Work order >> Using the material below, print the line that contains "Report one point per instance of the blue painted", the line that contains "Report one point per instance of the yellow garland", and every line in between, exactly and nothing else.

Data for review >>
______

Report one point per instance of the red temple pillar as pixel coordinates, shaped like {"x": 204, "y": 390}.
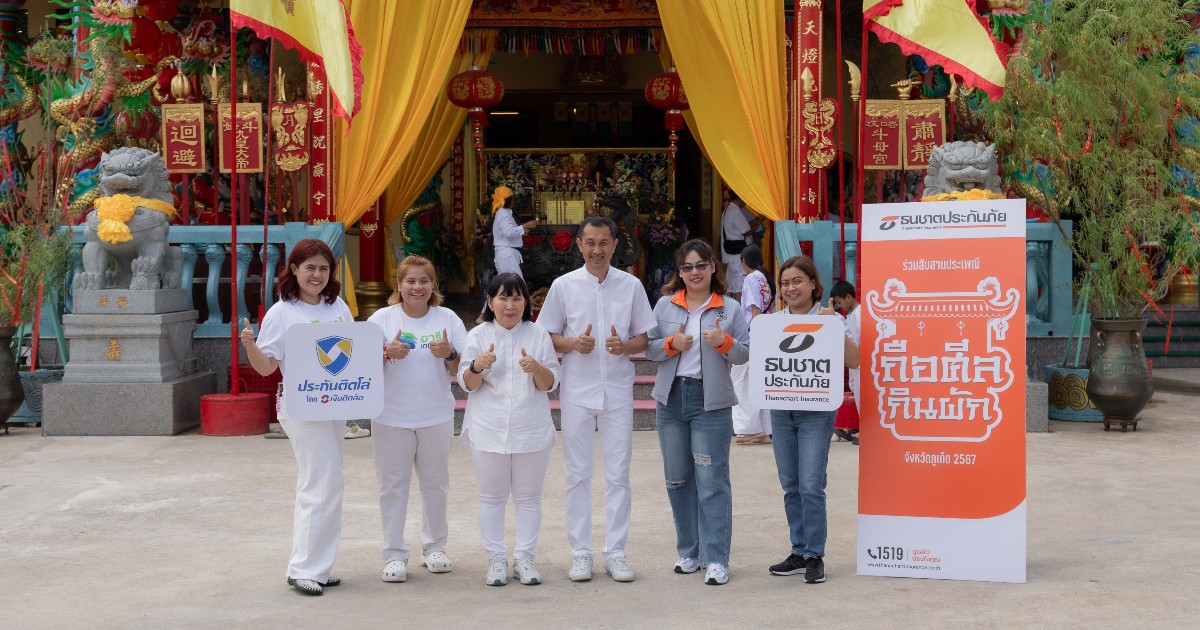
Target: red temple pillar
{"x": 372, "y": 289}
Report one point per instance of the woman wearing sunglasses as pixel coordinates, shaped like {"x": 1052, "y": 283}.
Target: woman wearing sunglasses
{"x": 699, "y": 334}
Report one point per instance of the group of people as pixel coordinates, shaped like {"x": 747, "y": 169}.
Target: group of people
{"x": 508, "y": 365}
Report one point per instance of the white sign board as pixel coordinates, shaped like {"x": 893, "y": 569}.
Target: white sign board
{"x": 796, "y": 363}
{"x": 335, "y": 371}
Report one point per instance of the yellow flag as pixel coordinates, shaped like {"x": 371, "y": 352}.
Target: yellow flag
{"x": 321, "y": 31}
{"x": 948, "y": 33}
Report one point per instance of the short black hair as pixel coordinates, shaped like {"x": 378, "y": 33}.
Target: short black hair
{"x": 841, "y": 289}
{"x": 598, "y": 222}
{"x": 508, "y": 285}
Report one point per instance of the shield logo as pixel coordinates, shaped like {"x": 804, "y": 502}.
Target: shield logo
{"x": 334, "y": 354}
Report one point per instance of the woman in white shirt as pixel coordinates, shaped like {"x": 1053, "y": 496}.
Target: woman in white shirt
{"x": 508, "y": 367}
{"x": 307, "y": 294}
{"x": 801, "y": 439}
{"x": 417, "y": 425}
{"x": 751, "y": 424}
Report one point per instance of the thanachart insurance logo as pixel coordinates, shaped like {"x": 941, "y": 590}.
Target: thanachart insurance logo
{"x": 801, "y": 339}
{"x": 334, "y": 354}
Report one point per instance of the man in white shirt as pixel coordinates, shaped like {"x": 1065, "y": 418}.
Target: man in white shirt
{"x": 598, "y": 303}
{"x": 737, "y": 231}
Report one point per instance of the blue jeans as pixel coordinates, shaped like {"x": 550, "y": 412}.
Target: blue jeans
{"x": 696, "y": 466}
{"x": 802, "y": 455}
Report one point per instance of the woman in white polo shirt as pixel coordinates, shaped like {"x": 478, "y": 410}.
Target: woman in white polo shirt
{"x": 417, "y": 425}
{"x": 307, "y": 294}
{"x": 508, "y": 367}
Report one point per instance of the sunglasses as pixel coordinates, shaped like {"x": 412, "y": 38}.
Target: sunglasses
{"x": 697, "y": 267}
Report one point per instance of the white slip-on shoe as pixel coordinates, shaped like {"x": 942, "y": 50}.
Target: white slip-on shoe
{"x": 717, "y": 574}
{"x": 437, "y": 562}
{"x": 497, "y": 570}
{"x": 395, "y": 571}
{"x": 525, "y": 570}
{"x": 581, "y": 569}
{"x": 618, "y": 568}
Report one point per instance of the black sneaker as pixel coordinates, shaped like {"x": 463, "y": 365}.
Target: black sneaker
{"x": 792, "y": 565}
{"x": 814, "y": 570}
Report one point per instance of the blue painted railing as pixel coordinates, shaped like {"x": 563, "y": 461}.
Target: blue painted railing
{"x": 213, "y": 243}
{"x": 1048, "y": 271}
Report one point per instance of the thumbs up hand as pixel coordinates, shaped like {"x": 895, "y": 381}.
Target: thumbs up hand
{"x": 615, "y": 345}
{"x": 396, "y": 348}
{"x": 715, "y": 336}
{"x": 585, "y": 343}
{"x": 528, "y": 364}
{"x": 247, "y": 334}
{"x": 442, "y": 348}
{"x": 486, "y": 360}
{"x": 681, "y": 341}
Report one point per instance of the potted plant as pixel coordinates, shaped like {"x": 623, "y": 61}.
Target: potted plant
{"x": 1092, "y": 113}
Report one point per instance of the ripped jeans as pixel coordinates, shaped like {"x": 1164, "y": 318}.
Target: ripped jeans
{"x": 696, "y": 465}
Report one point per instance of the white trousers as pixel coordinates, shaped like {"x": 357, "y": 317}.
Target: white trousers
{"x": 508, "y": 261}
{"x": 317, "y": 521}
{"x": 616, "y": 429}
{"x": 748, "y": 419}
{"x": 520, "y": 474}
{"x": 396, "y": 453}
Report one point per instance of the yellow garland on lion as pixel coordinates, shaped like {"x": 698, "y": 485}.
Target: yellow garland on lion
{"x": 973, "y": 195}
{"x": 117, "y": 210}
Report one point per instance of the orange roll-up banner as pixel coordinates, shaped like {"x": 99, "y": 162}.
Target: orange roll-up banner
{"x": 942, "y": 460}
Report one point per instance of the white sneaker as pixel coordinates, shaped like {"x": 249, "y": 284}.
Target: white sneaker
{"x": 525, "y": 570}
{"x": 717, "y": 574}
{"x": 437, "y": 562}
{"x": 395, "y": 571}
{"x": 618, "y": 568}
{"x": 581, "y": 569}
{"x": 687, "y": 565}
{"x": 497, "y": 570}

______

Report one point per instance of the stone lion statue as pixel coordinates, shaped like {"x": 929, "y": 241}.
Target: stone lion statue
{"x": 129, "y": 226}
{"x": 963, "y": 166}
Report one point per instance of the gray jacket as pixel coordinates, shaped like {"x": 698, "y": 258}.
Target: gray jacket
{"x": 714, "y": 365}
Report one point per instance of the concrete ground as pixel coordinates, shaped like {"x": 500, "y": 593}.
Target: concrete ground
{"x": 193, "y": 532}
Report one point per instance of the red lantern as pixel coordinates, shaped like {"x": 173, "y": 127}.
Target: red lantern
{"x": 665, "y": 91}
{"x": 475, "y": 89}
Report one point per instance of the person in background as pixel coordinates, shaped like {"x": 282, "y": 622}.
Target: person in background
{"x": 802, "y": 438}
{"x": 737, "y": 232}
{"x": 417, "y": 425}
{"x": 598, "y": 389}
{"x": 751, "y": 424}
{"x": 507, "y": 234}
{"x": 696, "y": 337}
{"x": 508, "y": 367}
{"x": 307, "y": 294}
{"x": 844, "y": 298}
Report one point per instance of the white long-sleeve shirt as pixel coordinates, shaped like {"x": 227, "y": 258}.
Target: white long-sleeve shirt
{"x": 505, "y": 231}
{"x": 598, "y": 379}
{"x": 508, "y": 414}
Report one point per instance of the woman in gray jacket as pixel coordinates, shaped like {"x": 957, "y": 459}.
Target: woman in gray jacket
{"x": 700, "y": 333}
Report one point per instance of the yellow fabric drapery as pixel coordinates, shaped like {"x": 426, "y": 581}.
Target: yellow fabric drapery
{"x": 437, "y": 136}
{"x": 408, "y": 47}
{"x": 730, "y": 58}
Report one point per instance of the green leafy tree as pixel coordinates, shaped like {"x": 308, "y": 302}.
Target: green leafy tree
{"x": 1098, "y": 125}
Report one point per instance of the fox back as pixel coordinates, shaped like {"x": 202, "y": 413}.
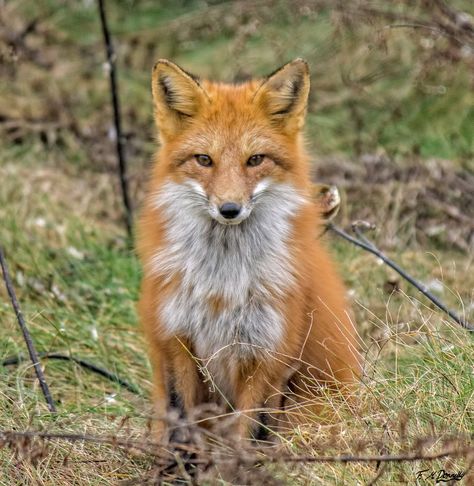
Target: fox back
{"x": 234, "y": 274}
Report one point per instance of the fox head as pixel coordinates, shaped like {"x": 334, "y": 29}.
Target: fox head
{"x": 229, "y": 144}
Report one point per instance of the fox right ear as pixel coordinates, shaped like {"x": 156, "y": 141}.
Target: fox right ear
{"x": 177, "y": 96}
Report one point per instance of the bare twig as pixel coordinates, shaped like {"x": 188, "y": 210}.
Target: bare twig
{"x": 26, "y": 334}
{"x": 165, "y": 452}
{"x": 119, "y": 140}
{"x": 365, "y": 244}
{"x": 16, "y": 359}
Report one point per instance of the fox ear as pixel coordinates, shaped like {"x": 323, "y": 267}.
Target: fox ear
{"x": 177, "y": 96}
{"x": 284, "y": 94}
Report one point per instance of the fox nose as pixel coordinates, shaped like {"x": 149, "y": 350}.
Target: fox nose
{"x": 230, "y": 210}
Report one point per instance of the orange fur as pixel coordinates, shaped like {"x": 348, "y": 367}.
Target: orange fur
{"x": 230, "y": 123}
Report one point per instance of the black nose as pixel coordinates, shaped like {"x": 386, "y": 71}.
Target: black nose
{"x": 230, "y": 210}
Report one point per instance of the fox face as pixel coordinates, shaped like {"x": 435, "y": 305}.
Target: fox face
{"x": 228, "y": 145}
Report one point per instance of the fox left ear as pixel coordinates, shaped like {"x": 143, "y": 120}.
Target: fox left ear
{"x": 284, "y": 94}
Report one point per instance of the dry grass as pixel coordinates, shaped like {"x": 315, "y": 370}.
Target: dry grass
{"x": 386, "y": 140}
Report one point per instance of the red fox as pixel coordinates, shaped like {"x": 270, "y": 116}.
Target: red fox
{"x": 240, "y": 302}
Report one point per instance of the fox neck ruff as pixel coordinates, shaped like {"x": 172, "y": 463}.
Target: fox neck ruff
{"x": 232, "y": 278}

______

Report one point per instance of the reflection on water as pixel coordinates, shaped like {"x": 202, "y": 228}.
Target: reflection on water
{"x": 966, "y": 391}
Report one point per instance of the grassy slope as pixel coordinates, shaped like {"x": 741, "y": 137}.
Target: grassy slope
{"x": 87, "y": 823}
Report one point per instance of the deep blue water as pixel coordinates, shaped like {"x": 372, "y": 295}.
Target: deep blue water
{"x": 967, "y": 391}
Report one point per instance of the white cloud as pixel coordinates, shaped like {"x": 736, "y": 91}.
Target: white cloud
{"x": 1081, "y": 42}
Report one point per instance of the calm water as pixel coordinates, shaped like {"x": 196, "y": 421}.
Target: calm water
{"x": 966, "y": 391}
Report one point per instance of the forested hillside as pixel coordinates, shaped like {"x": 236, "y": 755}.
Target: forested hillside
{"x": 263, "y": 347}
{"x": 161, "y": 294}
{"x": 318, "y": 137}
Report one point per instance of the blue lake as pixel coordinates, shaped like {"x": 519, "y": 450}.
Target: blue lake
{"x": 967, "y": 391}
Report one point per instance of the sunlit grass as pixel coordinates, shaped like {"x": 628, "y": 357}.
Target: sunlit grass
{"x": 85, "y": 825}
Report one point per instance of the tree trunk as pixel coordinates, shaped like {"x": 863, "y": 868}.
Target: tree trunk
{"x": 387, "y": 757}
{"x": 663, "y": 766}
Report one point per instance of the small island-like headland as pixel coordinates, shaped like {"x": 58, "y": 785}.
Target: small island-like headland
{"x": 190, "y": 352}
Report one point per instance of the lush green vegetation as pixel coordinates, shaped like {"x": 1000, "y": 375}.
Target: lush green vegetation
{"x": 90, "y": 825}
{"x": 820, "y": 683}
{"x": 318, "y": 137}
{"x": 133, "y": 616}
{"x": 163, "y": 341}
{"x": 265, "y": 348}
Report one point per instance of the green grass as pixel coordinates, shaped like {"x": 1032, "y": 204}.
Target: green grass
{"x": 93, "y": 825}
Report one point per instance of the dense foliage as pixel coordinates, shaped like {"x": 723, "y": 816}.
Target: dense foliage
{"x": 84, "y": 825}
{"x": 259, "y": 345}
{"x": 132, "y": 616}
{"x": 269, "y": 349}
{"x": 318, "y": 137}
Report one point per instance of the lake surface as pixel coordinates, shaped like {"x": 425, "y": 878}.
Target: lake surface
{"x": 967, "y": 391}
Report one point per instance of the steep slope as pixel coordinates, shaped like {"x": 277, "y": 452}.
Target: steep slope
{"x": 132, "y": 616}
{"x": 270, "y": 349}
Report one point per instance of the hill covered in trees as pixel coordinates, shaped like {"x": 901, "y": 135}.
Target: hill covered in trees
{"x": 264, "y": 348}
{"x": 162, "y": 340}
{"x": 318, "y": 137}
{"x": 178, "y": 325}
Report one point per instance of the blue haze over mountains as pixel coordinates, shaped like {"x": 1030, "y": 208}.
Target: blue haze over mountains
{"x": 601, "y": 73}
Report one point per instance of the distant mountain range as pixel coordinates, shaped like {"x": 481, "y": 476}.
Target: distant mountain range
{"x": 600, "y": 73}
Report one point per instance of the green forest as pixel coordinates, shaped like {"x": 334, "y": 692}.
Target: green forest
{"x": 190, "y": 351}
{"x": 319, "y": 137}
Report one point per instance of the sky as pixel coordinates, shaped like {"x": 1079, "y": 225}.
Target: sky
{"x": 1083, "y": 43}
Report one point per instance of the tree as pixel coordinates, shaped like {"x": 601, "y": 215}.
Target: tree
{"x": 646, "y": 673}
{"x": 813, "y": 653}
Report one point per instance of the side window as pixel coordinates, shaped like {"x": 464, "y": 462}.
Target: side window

______

Finished task >>
Report one point per instance of the blue painted railing as pixel coordinates, shaped like {"x": 563, "y": 461}.
Target: blue painted railing
{"x": 213, "y": 243}
{"x": 1048, "y": 271}
Report one point per instance of the thumbs up hand as pixel coordinates, shaped like {"x": 895, "y": 381}.
Target: thumbs up hand
{"x": 615, "y": 345}
{"x": 396, "y": 348}
{"x": 715, "y": 336}
{"x": 585, "y": 343}
{"x": 528, "y": 364}
{"x": 247, "y": 334}
{"x": 442, "y": 348}
{"x": 486, "y": 360}
{"x": 681, "y": 341}
Report one point per instance of the potted plant as pixel coordinates, shaped like {"x": 623, "y": 61}.
Target: potted plant
{"x": 1092, "y": 113}
Report one point per instance of the ripped jeans as pixel coordinates, shaped like {"x": 1164, "y": 318}.
Target: ripped jeans
{"x": 696, "y": 465}
Report one point per instance of the white trousers as pixel coordinates, shaped like {"x": 357, "y": 317}.
Target: white trousers
{"x": 508, "y": 261}
{"x": 317, "y": 521}
{"x": 616, "y": 429}
{"x": 748, "y": 419}
{"x": 520, "y": 474}
{"x": 396, "y": 453}
Report one point per instance of the yellow garland on lion as pixel coordinates, shaped like {"x": 698, "y": 485}.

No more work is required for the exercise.